| OBJECTIF A |
Énumérez tous les effets pervers de la financiarisation cités dans l'extrait sur les banques centrales ci-dessous.

| EXTRAIT DE PAGE |
■ ■ ■ ■ ■ ■ ■

L’exemple de la BCE, bien que fort différent, va dans le même sens. Dans le cas européen, la dette publique de bonne qualité ( la dette allemande) est trop rare en raison du faible endettement allemand et des exigences impulsées par « L’EMIR »[2]. La dette publique de la zone euro suppose toujours des monétisations massives de la part de la BCE (épargne fictice donc dette accrue) mais dans le respect des poids économiques de chaque pays. Cela signifie que, pour empêcher l’emballement des taux comme la FED aux USA, il faut ici, pour soutenir largement les dettes faibles (celles du sud de la zone)  acheter de la dette de qualité  ( les bons allemands) relativement rare. Il en résulte mécaniquement des taux négatifs en particulier sur la dette allemande (la demande est plus forte que l’offre).

Ainsi les banques centrales restent le roc indestructible sur quoi repose une finance hors-sol…. mais en artificialisant les taux et en créant une épargne de plus en plus fictive qui inonde le monde….

Quelles en sont les conséquences ?

Bien sûr, en inondant le monde de liquidités, la création monétaire sans retenue permet l’élargissement sans limite des jeux financiers avec, au final, la financiarisation de toutes les activités humaines.[3] On en connait les effets pervers souvent décrits sur ce blog : aggravation des inégalités, rachats massifs d’actions[4], spéculation immobilière, artificialisation des bilans, rentabilité affaiblie des banques et compagnies d’assurance, couples entreprises/banques zombies, etc.

Ces faits sont évidemment très graves mais l’essentiel est sans doute ailleurs. L’artificialisation des taux ne permet plus l’allocation efficiente du capital et autorise toutes les dérives sur l’économie réelle. Affirmation qui mérite le détour d’une explication.

 Lorsque les taux d’intérêt sont positifs, ils sont naturellement l’élément central de l’allocation : je vais affecter mon épargne à tel usage si ce dernier m’apporte un rendement supérieur ou égal au taux de l’intérêt. Si les taux sont très faibles- parce que les dettes sont devenues gigantesques et qu’il a fallu produire une non moins gigantesque épargne artificielle - alors il devient possible d’allouer le capital vers des zones moins efficientes, mais aussi obligatoire de rendre ces dernières brutalement plus efficaces. L’endettement facile permet en effet d’acheter à prix élevés des entreprises peu rentables…et de les rentabiliser par un management ou une réorganisation brutale. Les anciens actionnaires sont gagnants, et les nouveaux deviennent obligatoirement brutaux pour rembourser l’épargne artificielle mise à leur disposition. Dans nombre de cas, la valeur ajoutée produite n’augmente pas et se trouve simplement redistribuée entre actionnaires ou financiers et salariés. Ce qui nous renvoie à une logique de croissance faible et de fort développement des inégalités. Ce n’est plus le talent schumpetérien qui est rémunéré, mais la cupidité de simples rentiers. Globalement l’artificialisation de l’égalité des « besoins de financement » et des « capacités de financement » engendre des effets macroéconomiques et macrosociaux contestables.

Alors, retraite par capitalisation ?

■ ■ ■ ■ ■ ■ ■

(Enregistrements contenus dans un jeu de données)
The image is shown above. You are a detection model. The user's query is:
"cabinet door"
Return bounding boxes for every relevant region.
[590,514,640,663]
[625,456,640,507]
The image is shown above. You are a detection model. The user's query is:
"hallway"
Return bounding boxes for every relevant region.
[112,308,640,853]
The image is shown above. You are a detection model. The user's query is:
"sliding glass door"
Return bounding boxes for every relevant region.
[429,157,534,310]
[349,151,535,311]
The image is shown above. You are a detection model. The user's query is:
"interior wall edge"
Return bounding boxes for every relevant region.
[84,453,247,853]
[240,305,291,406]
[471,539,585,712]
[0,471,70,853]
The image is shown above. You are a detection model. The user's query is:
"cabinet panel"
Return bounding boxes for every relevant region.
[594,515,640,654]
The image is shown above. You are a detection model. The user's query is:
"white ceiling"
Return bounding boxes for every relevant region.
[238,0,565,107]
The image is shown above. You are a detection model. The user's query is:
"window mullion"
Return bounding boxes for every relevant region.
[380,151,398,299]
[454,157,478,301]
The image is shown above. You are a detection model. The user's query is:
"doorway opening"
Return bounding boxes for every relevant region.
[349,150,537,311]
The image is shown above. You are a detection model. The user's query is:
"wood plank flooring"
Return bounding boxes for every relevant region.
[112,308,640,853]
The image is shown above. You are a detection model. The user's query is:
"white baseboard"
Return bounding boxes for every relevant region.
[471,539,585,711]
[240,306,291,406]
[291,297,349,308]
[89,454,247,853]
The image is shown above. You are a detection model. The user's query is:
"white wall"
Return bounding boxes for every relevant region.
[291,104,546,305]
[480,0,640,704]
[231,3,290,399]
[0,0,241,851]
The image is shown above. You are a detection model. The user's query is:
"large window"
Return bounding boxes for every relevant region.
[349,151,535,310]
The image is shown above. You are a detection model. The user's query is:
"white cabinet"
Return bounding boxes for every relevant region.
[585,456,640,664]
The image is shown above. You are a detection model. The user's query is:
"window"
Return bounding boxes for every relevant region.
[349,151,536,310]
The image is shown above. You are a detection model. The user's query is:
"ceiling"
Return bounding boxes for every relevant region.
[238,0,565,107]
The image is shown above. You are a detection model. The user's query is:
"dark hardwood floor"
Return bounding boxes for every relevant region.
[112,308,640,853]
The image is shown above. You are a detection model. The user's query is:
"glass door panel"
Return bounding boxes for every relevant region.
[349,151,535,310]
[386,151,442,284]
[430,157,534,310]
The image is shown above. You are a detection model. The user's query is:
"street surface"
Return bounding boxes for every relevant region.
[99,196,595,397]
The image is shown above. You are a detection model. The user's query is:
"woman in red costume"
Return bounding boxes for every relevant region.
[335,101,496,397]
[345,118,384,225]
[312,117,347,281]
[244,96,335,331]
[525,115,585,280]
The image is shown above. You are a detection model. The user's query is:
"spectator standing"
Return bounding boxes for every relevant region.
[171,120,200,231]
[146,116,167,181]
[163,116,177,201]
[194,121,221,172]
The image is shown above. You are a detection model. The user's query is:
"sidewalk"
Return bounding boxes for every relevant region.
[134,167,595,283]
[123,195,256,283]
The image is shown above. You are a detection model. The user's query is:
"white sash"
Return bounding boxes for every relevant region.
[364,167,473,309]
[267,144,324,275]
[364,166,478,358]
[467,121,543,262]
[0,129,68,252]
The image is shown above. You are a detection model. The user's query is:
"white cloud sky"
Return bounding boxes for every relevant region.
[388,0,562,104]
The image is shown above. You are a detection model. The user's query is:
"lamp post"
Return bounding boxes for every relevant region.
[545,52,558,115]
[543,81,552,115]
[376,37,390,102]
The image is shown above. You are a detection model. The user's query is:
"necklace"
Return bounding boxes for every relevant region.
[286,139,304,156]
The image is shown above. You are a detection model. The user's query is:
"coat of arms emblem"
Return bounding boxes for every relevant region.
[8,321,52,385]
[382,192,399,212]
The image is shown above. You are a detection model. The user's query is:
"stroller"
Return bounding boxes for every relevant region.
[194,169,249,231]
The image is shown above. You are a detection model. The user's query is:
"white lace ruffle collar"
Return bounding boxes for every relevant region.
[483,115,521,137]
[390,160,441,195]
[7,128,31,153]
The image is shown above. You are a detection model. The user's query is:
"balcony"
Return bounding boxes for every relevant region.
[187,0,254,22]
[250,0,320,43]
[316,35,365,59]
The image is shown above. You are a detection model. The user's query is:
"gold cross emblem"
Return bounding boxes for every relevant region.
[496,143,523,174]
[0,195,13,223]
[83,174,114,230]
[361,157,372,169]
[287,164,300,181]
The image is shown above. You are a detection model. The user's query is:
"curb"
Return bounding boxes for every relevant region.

■ ■ ■ ■ ■ ■ ■

| OBJECTIF B |
Redimensionnez, s'il vous plaît, les lignes des enregistrements allant du début jusqu'à celle qui contient « [585,456,640,664] », bornes comprises, et uniquement celles-ci. Recopiez-les toutes, requêtes incluses, en multipliant par 0,6 chaque coordonnée de cadre figurant dans les réponses et en arrondissant à l'entier le plus proche, les demis vers le haut.

| SORTIE COMPLÈTE A |
- aggravation des inégalités
- rachats massifs d'actions
- spéculation immobilière
- artificialisation des bilans
- rentabilité affaiblie des banques et compagnies d'assurance
- couples entreprises/banques zombies

| SORTIE COMPLÈTE B |
The image is shown above. You are a detection model. The user's query is:
"cabinet door"
Return bounding boxes for every relevant region.
[354,308,384,398]
[375,274,384,304]
The image is shown above. You are a detection model. The user's query is:
"hallway"
Return bounding boxes for every relevant region.
[67,185,384,512]
The image is shown above. You are a detection model. The user's query is:
"sliding glass door"
Return bounding boxes for every relevant region.
[257,94,320,186]
[209,91,321,187]
The image is shown above. You are a detection model. The user's query is:
"interior wall edge"
Return bounding boxes for every relevant region.
[50,272,148,512]
[144,183,175,244]
[283,323,351,427]
[0,283,42,512]
The image is shown above. You are a detection model. The user's query is:
"cabinet panel"
Return bounding boxes for every relevant region.
[356,309,384,392]
The image is shown above. You are a detection model. The user's query is:
"white ceiling"
Return bounding boxes for every relevant region.
[143,0,339,64]
The image is shown above. You are a detection model. The user's query is:
"window mullion"
Return bounding boxes for every relevant region.
[228,91,239,179]
[272,94,287,181]
The image is shown above. You are a detection model. The user's query is:
"doorway opening"
Return bounding boxes for every relevant region.
[209,90,322,187]
The image is shown above. You are a detection model. The user's query is:
"wood plank flooring"
Return bounding boxes for every relevant region.
[67,185,384,512]
The image is shown above. You are a detection model. The user's query is:
"white baseboard"
Return bounding boxes for every relevant region.
[283,323,351,427]
[144,184,175,244]
[175,178,209,185]
[53,272,148,512]
The image is shown above. You are a detection model. The user's query is:
"white wall"
Return bounding boxes for every relevant region.
[175,62,328,183]
[288,0,384,422]
[139,2,174,239]
[0,0,145,511]
The image is shown above. You are a detection model. The user's query is:
"large window"
Return bounding boxes for every relevant region.
[209,91,321,186]
The image is shown above. You are a detection model. The user's query is:
"white cabinet"
Return bounding boxes for every relevant region.
[351,274,384,398]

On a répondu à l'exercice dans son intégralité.